- **PROBLEM TO SOLVE**
Go to the line holding "box: [224, 75, 254, 102]" in the entries below and write out exactly every line down to and including the line holding "80L234 84L246 102L245".

- **DATA SECTION**
..........

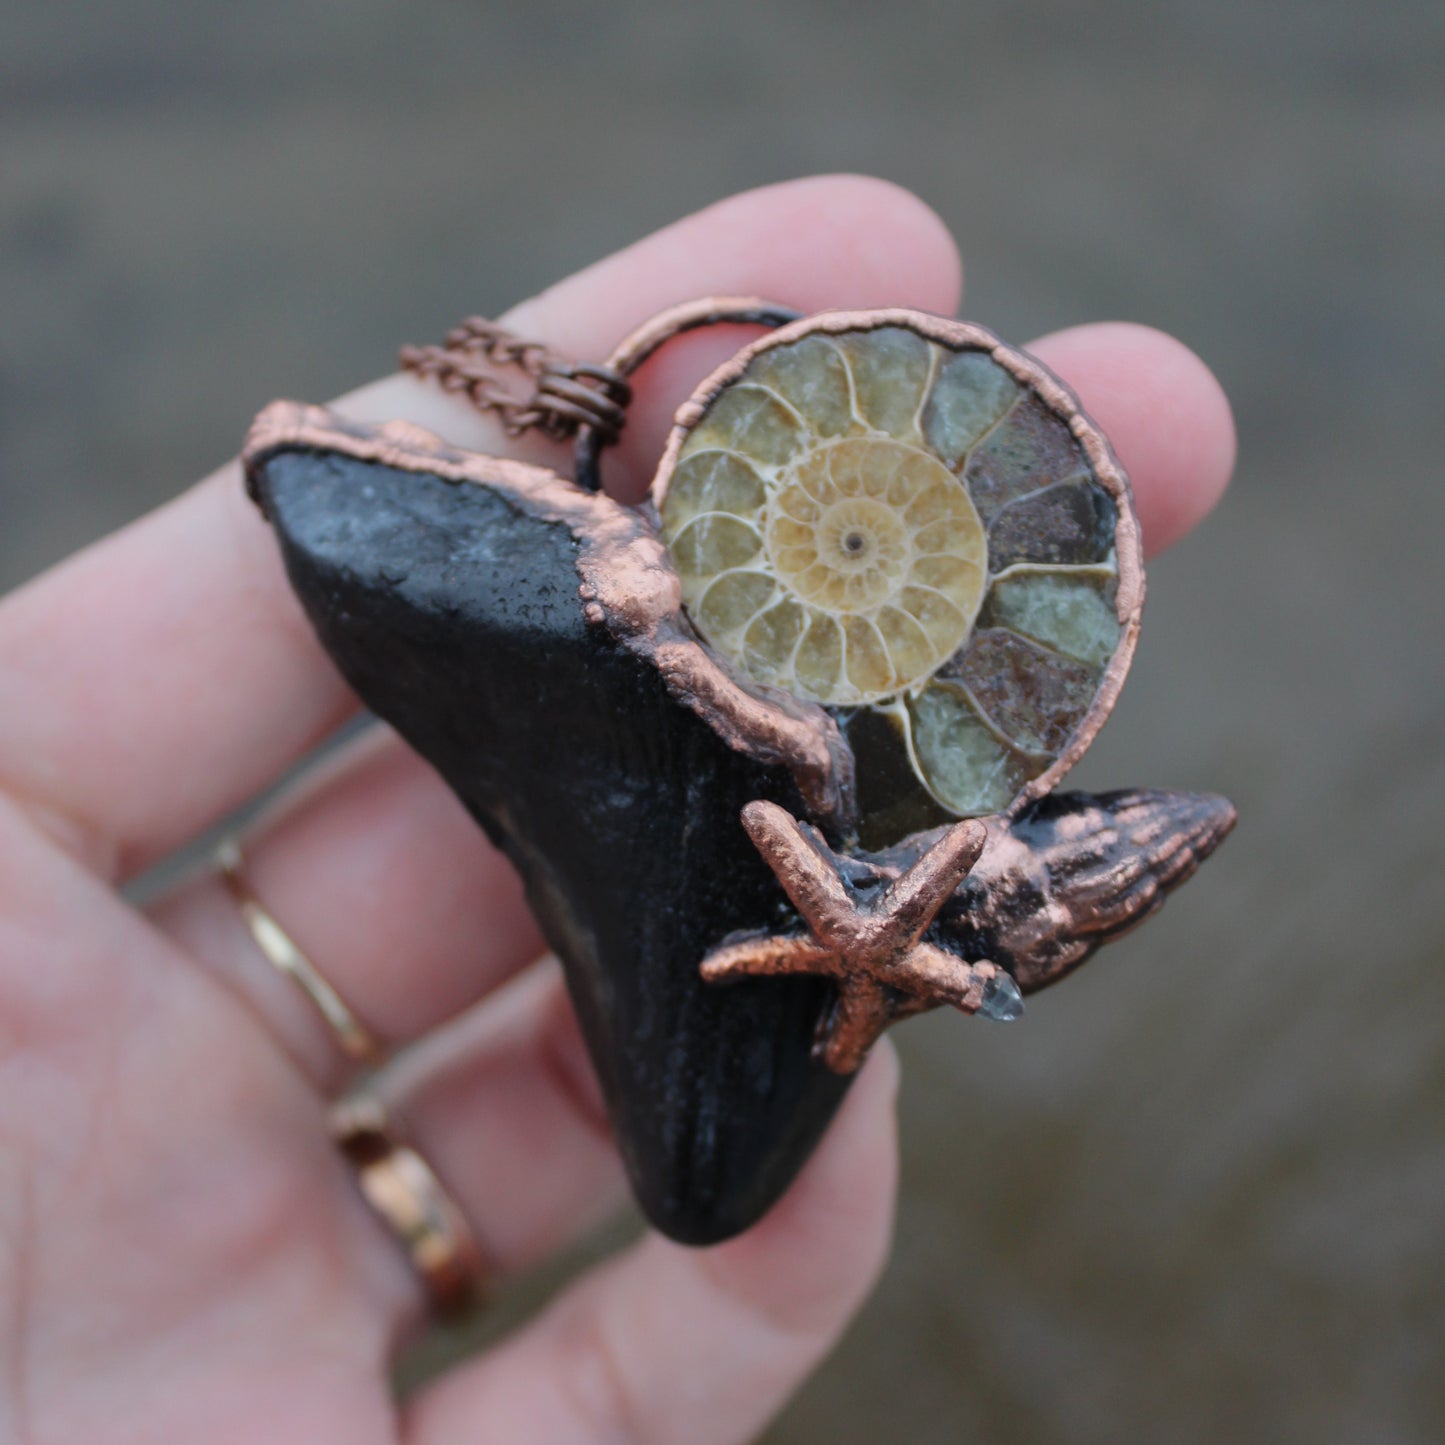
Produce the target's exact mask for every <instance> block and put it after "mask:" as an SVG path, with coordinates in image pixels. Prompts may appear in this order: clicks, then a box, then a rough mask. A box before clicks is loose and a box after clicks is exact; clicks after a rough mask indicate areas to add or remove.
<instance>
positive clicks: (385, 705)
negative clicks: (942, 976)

..........

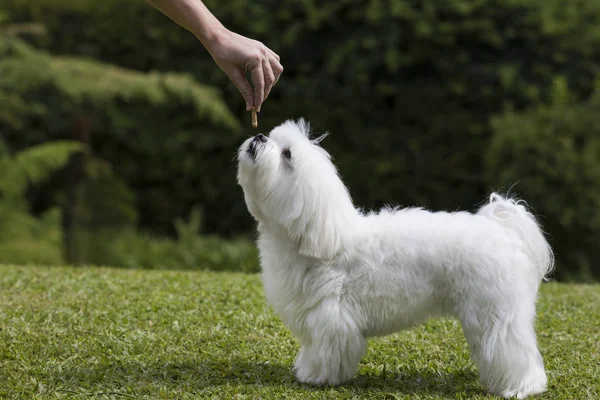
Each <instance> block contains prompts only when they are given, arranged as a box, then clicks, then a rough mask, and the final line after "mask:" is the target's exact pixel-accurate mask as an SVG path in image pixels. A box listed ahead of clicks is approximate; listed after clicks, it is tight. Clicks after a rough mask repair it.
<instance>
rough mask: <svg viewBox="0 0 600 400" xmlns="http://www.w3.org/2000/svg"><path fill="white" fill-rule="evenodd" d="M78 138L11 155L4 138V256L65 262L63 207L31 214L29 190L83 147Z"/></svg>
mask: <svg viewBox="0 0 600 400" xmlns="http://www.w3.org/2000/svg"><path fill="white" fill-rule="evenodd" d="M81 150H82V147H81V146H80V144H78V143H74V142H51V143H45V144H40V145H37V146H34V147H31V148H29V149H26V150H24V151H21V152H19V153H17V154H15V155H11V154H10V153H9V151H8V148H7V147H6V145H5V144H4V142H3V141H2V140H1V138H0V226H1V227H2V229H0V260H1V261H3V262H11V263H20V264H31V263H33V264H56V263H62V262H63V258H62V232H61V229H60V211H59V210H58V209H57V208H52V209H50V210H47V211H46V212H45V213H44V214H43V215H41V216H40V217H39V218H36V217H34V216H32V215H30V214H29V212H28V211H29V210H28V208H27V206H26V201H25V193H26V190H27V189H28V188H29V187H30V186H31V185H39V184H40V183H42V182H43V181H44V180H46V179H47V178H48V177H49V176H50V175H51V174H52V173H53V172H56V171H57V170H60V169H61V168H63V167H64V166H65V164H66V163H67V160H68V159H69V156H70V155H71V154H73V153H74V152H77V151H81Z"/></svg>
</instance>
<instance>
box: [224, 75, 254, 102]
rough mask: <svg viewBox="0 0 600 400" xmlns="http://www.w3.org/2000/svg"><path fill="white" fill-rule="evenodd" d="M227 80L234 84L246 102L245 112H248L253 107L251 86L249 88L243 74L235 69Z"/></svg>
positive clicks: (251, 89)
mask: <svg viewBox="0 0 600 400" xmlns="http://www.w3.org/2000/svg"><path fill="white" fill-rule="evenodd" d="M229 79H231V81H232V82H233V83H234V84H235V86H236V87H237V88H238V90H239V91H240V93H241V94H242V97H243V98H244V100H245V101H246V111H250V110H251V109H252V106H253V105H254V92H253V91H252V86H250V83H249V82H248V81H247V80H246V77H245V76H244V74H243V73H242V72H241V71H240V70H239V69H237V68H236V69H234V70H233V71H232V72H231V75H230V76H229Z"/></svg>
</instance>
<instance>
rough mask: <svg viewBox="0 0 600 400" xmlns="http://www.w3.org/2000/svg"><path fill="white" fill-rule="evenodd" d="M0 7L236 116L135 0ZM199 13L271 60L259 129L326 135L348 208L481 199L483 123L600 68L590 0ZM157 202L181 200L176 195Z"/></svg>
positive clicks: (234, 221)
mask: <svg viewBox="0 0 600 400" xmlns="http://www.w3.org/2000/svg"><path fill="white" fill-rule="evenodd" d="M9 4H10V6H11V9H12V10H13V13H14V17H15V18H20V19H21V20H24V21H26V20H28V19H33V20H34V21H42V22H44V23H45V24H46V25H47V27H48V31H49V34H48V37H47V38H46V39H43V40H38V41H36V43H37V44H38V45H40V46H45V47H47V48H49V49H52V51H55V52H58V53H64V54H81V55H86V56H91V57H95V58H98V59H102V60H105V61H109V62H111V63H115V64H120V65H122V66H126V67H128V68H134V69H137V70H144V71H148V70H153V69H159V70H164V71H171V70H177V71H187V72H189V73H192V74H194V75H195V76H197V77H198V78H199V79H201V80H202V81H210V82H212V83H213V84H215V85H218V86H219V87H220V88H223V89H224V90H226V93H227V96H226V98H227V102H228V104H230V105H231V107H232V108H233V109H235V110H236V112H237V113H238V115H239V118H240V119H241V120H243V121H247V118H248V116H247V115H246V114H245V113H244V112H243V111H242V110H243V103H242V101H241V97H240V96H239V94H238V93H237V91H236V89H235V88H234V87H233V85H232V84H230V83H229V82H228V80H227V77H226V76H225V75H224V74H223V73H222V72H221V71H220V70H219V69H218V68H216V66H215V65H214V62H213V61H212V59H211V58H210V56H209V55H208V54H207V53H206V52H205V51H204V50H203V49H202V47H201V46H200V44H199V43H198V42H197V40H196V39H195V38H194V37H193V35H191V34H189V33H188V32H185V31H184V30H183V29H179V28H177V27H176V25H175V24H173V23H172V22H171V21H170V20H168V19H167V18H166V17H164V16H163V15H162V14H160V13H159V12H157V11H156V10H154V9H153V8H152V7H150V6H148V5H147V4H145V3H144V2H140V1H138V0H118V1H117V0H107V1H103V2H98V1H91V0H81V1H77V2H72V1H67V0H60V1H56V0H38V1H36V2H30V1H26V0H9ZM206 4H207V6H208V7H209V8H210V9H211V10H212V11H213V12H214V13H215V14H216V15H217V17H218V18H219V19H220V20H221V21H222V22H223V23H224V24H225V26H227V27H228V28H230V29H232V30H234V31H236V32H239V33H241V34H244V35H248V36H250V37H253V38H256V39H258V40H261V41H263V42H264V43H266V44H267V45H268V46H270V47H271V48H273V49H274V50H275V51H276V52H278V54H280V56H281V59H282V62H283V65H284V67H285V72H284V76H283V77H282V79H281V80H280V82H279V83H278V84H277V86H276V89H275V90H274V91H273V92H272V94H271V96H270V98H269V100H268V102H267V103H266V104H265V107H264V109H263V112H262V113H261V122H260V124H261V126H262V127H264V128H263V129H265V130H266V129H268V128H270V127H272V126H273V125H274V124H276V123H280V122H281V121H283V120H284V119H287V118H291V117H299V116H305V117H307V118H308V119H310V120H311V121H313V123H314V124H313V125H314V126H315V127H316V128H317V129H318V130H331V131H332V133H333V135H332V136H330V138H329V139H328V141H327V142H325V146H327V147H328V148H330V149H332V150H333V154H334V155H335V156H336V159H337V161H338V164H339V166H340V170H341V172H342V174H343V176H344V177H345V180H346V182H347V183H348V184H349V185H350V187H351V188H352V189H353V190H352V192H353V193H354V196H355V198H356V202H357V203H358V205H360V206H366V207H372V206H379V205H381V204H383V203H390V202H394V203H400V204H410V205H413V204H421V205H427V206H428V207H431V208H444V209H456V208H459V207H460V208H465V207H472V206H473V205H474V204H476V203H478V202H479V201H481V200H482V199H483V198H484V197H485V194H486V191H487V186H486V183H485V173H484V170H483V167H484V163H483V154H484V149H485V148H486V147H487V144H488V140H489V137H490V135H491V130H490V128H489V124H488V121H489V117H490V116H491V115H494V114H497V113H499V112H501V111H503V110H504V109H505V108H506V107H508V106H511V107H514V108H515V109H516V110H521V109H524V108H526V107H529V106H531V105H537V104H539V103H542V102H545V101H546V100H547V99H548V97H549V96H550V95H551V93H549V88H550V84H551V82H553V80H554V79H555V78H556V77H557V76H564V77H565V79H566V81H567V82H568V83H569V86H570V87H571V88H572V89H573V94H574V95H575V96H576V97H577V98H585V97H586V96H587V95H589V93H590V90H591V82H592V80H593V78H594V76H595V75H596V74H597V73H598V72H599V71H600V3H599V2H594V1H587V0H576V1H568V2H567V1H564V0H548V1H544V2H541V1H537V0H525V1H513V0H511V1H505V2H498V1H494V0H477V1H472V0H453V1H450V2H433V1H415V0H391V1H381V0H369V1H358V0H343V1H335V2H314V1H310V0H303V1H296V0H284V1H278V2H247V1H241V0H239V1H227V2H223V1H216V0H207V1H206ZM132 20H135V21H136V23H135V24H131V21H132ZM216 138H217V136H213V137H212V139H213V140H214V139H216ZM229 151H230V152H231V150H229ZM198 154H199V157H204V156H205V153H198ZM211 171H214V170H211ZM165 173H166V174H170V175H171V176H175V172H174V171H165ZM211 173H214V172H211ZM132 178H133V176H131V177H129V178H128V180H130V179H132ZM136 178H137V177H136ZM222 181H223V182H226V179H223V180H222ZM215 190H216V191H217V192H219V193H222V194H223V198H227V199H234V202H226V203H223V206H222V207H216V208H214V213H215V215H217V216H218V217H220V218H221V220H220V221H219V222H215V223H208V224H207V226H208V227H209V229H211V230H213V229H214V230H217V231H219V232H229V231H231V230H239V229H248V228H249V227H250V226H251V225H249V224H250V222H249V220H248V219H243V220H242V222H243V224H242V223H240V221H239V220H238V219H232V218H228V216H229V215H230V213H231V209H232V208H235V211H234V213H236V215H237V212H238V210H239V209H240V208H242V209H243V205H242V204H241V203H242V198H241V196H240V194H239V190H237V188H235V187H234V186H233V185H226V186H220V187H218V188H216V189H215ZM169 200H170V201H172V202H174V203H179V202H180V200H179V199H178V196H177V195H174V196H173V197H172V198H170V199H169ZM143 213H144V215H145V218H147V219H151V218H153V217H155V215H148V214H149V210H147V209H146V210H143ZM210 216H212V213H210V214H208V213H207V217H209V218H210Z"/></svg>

..........

- **WRITTEN ANSWER**
box: [224, 75, 254, 102]
rough mask: <svg viewBox="0 0 600 400" xmlns="http://www.w3.org/2000/svg"><path fill="white" fill-rule="evenodd" d="M227 80L234 84L246 102L245 112H248L253 107L251 86L249 88L243 74L235 69Z"/></svg>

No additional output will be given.